What is being asked ▸ Retype each line of the material below without changing anything.
----- Available records -----
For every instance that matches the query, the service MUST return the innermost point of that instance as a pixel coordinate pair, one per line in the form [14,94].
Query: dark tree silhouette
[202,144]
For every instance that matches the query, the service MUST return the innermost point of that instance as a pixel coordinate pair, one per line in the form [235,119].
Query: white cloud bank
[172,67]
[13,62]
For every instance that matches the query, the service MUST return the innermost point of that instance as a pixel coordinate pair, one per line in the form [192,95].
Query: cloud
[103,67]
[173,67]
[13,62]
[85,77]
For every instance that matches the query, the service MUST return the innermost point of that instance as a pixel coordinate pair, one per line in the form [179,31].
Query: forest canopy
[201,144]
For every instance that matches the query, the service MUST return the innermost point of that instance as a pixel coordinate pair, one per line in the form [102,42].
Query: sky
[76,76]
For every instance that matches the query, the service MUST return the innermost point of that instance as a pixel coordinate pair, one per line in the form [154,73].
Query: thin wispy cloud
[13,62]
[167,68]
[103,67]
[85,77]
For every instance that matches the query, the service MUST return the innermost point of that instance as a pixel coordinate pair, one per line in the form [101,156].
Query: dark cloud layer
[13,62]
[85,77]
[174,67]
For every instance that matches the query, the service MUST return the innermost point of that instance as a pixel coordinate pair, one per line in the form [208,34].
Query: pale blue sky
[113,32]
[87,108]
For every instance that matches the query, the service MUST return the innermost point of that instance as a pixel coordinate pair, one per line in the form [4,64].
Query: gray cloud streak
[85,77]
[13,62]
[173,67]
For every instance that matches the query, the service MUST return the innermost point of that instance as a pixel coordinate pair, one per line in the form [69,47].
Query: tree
-----
Result of the task ▸
For every instance that matches the query, the service MUST return the innermost point of that instance as a pixel coordinate pair, one per line in the form [14,94].
Query: dark tree silhouette
[202,144]
For every instance that matches the query, the service MUST return the innermost point of that instance as a pixel coordinate pair, one per line in the form [235,119].
Query: white cloud bank
[172,67]
[13,62]
For every instance that matches the query, the service MUST return the innermost point of that instance as a pixel coordinate pair, one per line in the form [192,95].
Query: cloud
[103,67]
[173,67]
[13,62]
[85,77]
For every instance that matches the query, the service MUST return the innermost point of that instance as a pixel coordinate pair, one per line in the form [179,31].
Query: forest canopy
[201,144]
For every instance that matches the query, the service MUST return the innermost point of that instance as a pixel coordinate pair, one per line in the form [102,42].
Query: sky
[76,76]
For every instance that matches the query, the service MUST return the innermost point of that instance as a pixel coordinate pair, one per line in the form [154,73].
Query: thin wispy cloud
[13,62]
[167,68]
[103,67]
[85,77]
For every instance that matches the query, the service MUST return the innermost point of that instance as a pixel coordinate pair, one per line in the form [101,156].
Query: dark cloud layer
[13,62]
[85,77]
[174,67]
For every instance that matches the query, the service MUST return the innermost point of that instance as a pixel coordinate pair, one per line in the form [208,34].
Query: pale blue sky
[113,32]
[87,108]
For every instance that matches the query, the service MUST return the innermost point of that instance as a pixel coordinate pair, one per line in the form [4,64].
Query: gray cloud streak
[85,77]
[13,62]
[173,67]
For every instance that matches the query, the service MUST return the innermost point of that instance as a pixel coordinate pair, one per line in the form [69,47].
Query: tree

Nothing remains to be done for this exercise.